_THE REQUEST:_
From the records below, pull out every line that contains the string "floor". Copy each one unchanged.

Portion of a data file
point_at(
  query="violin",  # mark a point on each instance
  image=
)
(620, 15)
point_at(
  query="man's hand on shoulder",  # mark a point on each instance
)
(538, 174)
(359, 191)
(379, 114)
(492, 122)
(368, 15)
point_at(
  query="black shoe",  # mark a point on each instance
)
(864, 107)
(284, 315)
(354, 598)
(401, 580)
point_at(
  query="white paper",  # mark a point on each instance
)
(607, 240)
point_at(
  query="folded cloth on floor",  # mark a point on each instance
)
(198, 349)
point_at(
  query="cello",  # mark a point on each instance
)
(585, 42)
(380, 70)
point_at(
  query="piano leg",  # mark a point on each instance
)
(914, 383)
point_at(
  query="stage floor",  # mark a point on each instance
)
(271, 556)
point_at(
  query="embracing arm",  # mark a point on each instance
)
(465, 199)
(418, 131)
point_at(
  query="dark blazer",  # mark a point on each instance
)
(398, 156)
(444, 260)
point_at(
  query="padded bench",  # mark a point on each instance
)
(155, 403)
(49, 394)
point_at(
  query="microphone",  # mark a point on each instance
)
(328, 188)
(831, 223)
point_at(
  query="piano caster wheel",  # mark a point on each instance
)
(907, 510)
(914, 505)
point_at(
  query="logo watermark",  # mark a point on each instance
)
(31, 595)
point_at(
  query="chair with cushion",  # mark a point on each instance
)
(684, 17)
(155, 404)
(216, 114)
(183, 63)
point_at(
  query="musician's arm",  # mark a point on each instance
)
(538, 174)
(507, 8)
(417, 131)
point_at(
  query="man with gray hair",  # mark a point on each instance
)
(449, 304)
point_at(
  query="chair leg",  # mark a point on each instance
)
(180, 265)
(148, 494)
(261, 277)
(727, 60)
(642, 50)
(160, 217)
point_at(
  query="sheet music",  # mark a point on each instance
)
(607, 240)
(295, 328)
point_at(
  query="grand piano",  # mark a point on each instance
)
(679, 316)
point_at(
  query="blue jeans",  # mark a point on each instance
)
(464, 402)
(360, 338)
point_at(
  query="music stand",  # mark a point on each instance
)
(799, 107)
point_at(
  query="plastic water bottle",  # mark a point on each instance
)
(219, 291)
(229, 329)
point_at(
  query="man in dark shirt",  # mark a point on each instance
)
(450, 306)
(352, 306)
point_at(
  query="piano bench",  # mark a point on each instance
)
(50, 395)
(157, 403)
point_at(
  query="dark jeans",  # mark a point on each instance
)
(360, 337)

_CORRECT OUTPUT:_
  query="folded cloth on floor",  # mark a point on each instance
  query="stage floor",  # mark a point on each instance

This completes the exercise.